*** STORED DATA
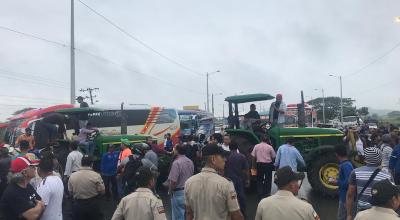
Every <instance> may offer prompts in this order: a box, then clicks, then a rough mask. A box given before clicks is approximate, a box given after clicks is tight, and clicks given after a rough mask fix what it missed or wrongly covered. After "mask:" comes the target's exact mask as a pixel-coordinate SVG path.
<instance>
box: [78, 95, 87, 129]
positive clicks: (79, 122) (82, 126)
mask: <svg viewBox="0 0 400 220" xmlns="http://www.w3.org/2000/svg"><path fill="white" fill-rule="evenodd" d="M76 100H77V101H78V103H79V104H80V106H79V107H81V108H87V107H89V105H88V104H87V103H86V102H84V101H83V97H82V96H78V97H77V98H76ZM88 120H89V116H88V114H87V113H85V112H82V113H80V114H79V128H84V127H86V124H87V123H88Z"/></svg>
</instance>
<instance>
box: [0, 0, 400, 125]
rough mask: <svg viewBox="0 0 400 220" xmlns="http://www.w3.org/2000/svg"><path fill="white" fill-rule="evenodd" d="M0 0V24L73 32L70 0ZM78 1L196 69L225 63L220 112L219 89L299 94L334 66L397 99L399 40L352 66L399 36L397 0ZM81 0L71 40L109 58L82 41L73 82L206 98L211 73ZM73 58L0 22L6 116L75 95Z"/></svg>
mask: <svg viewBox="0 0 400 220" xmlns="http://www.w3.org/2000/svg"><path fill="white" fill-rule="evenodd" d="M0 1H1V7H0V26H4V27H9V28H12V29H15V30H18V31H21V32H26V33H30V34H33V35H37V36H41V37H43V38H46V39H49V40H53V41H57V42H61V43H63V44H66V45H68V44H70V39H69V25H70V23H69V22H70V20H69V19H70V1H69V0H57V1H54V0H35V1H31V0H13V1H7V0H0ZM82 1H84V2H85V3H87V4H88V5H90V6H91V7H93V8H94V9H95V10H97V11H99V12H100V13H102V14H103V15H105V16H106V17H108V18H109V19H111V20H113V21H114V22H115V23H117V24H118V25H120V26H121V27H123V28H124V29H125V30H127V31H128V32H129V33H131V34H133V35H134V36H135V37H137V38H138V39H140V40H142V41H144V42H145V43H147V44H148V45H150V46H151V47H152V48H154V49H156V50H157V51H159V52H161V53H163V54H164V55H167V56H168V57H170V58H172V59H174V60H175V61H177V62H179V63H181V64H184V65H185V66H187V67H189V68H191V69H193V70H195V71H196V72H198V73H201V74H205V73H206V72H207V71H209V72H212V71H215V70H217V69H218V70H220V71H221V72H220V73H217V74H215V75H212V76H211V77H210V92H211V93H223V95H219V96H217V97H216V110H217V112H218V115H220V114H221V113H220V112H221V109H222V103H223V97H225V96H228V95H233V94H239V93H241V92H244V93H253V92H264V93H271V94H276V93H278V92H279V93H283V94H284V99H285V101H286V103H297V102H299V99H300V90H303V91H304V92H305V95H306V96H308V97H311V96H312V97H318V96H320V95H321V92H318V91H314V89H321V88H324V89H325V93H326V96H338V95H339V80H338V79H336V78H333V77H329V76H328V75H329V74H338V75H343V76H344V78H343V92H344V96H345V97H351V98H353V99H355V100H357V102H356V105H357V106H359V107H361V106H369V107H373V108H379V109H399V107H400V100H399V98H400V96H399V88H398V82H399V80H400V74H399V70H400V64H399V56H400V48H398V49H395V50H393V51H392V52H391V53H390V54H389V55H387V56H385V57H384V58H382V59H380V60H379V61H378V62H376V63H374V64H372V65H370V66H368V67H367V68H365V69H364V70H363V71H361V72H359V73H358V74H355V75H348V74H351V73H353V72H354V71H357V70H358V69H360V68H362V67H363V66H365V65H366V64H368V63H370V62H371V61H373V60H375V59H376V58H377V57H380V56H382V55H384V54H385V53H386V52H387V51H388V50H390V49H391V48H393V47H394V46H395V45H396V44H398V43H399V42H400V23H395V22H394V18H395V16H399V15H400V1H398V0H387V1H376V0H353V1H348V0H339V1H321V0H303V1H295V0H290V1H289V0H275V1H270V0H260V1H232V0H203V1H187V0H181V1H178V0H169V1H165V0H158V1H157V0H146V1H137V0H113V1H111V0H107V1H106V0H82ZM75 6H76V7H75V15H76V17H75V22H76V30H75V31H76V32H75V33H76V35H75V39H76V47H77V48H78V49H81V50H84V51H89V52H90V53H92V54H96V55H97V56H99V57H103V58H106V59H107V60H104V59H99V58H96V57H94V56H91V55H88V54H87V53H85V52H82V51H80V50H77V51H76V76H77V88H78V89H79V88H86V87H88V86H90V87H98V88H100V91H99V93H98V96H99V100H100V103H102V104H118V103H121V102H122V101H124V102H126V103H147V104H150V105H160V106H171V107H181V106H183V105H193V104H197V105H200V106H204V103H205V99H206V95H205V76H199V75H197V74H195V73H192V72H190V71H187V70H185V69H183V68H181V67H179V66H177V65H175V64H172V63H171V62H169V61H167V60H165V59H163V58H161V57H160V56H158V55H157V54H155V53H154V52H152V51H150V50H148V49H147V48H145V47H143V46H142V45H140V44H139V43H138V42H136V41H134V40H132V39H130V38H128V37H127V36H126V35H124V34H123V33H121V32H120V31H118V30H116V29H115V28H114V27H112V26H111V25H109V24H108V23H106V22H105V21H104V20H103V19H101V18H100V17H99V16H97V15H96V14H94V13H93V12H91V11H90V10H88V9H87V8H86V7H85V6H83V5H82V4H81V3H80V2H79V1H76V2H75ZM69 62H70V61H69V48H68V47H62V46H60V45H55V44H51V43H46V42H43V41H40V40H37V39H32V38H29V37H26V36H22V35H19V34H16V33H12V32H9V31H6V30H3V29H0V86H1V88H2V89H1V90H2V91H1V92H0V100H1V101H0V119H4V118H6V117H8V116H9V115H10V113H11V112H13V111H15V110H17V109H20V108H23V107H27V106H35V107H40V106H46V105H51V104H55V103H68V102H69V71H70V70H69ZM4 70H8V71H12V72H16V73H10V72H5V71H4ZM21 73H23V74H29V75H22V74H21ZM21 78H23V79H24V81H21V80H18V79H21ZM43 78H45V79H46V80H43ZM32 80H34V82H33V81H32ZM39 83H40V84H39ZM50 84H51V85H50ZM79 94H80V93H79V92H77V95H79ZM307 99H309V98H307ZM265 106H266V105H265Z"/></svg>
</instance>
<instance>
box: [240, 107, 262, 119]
******
# [PROBLEM TO WORK ON]
Above are the records; repeat their lines from the first through the line containing "box: [0, 0, 400, 125]", and leave out each picture.

# [ANSWER TO THIS PROBLEM]
Every <instance> may offer prompts in this order: a box, then clicks, then a rough mask. A box given before clicks is approximate, a box given after clicks is tight, and clicks given after a rough mask fix what it missed or wrongly covered. After "mask:" comes the target's exact mask as a pixel-coordinate SVG path.
<instance>
box: [78, 95, 87, 129]
positive clicks: (79, 122) (82, 126)
mask: <svg viewBox="0 0 400 220" xmlns="http://www.w3.org/2000/svg"><path fill="white" fill-rule="evenodd" d="M76 100H77V101H78V103H79V104H80V106H79V107H81V108H87V107H89V105H88V104H87V103H86V102H84V101H83V97H82V96H78V97H77V98H76ZM88 120H89V116H88V114H87V113H85V112H82V113H80V114H79V128H84V127H86V124H87V123H88Z"/></svg>
</instance>
<instance>
box: [0, 0, 400, 125]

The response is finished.